At 05:22 PM 6/2/2007, SA wrote:
>Comments as I go:
>
>
> > [Marsha]
> > I wonder how you could alter this?   Ham's thesis
> > was interesting (ignoring the creationist stuff),
>but probably
> > meditation is the best process.
>
>     Why do you say meditation is the best process?


I knew then, but don't know now.  Been painting.  That clears my 
mind:  fur, fringe & feathers.  There is this wonderful cd of 
traditional Native-American songs.  Both the holy man and I 
dance.   We heal.

>
> > [Ron]
> > Marsha,
> > I have struggled with this for a long time. The
> > brain is a strange thing.
>
>      So, is dirt.  I'm serious you know.

I like dirt.  It feels real.


>      [Ron]
> > I meditate, and I am aware of the dichotomy of
>perception and
> > try to be aware that good lies in the bad
>
>      Your just in your head here.  "I... try to be
>aware."  Why do you try to be aware of this and not
>the air?
>
>      [Ron]
> > that opposites imply wholeness.
>
>      yes, but the wind is blowing... the stomach is
>hungry...
>
>      [Ron]
> > It is the gut level, heat of the moment
> > experiences that take the most concentration and are
>the most
> > difficult.
>
>      Yes, by gut level might you mean direct
>experience, what is happening now (the wind is
>blowing, etc...)  As to difficultly in doing this,
>that's the whole practice.  Practice
>being-alert/attentive.  As to being attentive to what,
>well, where are you?
>
>      [Ron]
> > Knowing these things I should not experience anger,
>depression and
> > anxiety but I do...

════════════════

THINGS TO DO >>
- 1) Reproduce the part of the email exchange on meditation from "I knew then, but" to "serious you know.".
- 2) In the email exchange on meditation, which experiences does Ron say take the most concentration and are the most difficult?

DATASET CONTENT >>
════════════════

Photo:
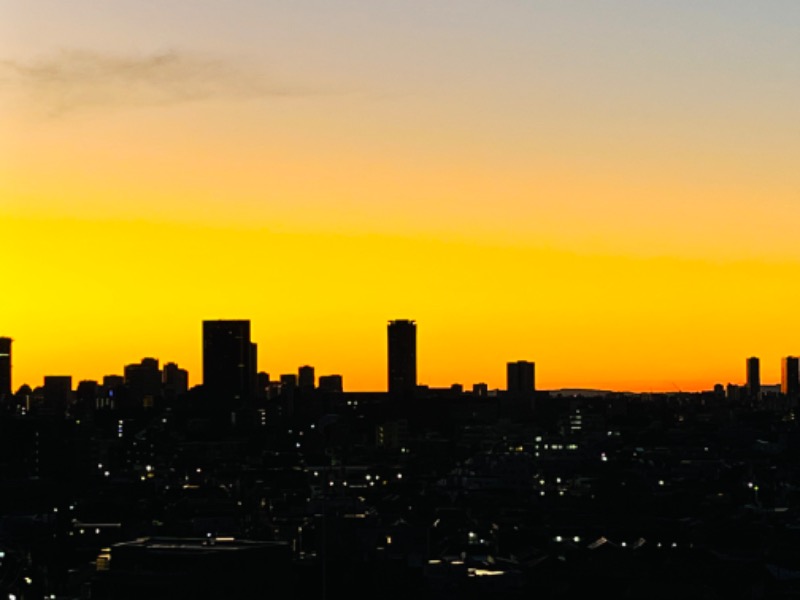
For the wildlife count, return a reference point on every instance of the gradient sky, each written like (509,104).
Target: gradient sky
(610,189)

════════════════

ANSWERS PER TASK >>
- 1)
I knew then, but don't know now.  Been painting.  That clears my 
mind:  fur, fringe & feathers.  There is this wonderful cd of 
traditional Native-American songs.  Both the holy man and I 
dance.   We heal.

>
> > [Ron]
> > Marsha,
> > I have struggled with this for a long time. The
> > brain is a strange thing.
>
>      So, is dirt.  I'm serious you know.

- 2) Gut level, heat of the moment experiences.